Requirement A: In the records, edit the lines starting with the one containing "Return one point per instance of the bald" and going on through the end of the records, replacing "doorway" with "archway" and leaving everything else unchanged.

==== Text shown ====

To: Borzou Daragahi who wrote (9923)10/17/1998 12:55:00 PM
From: Les H  Respond to of 67261
 
Montana Republican tells candidates' forum: "Clinton should be shot"

By Jerry White
World Socialist Workers Web Site
17 October, 1998

Bob Davies, a Republican candidate for the Montana State Legislature,
spoke at a Republican fundraiser and candidates' forum near Bozeman on
October 9 and declared that President Clinton "should be shot."

Davies, a candidate for House District 27, said this is how he responds
when he goes door to door and is asked by voters whether Clinton should
be impeached. He also said Clinton was guilty of treason and should be
executed for selling satellite technology to the Chinese government, and
that his actions were no different than those of Julius and Ethel Rosenberg.
The Rosenbergs were electrocuted in 1953, at the height of the
McCarthyite witch-hunt, after being convicted of passing atomic secrets to
the Soviet Union.

Montana Governor Marc Racicot was among the Republican officials at
the forum. Neither he nor any other official interrupted Davies, opposed his
threats against the president, or reported Davies' comments to law
enforcement authorities. Advocating attacks against the president is a
federal crime, punishable by five years in prison or a $250,000 fine.

==== Given data ====

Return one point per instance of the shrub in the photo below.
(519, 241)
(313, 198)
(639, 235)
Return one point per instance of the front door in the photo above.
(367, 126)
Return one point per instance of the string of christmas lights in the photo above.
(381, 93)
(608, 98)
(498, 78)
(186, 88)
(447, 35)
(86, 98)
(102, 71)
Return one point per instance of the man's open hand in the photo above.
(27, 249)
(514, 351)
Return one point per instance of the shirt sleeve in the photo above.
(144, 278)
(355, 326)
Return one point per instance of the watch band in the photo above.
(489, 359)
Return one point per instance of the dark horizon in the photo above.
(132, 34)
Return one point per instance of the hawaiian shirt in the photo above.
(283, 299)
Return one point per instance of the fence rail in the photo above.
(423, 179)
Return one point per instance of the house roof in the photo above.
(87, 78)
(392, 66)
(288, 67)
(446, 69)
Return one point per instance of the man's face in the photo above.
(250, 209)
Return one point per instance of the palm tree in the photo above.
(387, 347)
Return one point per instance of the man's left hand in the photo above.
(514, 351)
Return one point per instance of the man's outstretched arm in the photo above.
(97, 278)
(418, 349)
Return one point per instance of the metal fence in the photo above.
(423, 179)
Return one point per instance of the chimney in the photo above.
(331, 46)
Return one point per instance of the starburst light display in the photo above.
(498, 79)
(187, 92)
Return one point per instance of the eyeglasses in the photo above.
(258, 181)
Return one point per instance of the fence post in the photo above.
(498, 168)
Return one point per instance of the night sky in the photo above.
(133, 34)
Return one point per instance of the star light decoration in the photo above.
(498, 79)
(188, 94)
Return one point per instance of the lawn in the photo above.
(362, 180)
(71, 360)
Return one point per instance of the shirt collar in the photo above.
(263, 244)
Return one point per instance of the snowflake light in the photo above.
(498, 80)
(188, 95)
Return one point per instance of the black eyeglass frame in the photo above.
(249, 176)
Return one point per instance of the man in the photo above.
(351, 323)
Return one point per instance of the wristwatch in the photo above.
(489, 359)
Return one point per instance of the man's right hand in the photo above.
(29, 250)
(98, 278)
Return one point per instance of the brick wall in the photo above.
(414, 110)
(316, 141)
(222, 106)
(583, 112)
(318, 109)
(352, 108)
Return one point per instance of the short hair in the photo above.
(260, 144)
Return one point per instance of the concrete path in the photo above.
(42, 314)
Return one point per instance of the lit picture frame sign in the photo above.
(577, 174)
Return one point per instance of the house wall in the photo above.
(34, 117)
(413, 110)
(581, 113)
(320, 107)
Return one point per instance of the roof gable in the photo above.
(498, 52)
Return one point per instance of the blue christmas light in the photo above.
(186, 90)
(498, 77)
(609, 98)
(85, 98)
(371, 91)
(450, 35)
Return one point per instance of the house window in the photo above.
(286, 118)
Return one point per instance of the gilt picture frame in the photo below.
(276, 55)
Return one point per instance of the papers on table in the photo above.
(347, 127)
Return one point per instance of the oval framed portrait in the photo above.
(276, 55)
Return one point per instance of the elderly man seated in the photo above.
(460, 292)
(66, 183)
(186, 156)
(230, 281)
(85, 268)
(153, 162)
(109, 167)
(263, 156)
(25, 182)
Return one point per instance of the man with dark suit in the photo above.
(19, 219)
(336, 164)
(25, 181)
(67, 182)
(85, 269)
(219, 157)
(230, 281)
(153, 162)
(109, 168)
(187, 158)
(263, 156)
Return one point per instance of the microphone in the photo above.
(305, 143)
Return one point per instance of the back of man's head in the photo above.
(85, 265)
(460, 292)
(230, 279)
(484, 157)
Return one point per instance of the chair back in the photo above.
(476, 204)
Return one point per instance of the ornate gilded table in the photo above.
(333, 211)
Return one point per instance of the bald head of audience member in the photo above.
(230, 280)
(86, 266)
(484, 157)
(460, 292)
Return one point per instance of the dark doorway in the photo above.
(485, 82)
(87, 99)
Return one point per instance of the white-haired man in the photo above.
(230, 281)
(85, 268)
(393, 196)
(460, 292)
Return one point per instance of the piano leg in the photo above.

====

Requirement B: Pick up the article on the Montana candidate's remark about President Clinton and carry it forward from its final sentence.

Exercise result A:
Return one point per instance of the bald head of audience member in the photo above.
(230, 280)
(86, 266)
(484, 157)
(460, 292)
Return one point per instance of the dark archway in the photo above.
(485, 82)
(87, 99)
Return one point per instance of the white-haired man in the photo above.
(230, 281)
(85, 268)
(393, 196)
(460, 292)
Return one point per instance of the piano leg in the photo above.

Exercise result B:
Davies' comments only came to light two days later when a letter from one
of those who attended the meeting appeared in the Bozeman Daily
Chronicle. Kirk Astroth, a youth development specialist at Montana State
University, recounted Davies' remarks, saying, "I am filled with disgust
when I hear someone like Bob Davies who is running for public office
advocate violence against other public officials."

The letter sparked several complaints about Davies to the regional Secret
Service Office in Great Falls, which said it was investigating the matter and
would be turning the case over to the US Attorney's office.

Governor Racicot did not respond to reporters' inquiries about Davies'
remarks for nearly a week. He then issued a perfunctory statement
disassociating himself from the threats against Clinton. The Republican
National Committee has remained silent. When the World Socialist Web
Site contacted the director of the Montana Republican Committee, Sue
Akey, she attempted to distance herself from Davies' comments, but said
the party would not retract its endorsement of his campaign.

In an interview with the Bozeman Daily Chronicle, Davies attempted to
downplay his statements. "I'm certainly not advocating any paramilitary
development," he said. "It was a Republican meeting. It was a light-hearted
thing, kind of a joke. And no one took it seriously except for him
[Astroth], who was obviously a Democratic plant. I didn't make any
suggestion that I or any other private citizen should do the executing."

He continued, "The implication is that I'm trying to incite violence against
the president, which I'm not. It would be a total disaster from my point of
view if someone did a Lee Harvey Oswald on Clinton. He would be
viewed as a martyr and his legislative agenda, which I vigorously oppose,
would be enacted."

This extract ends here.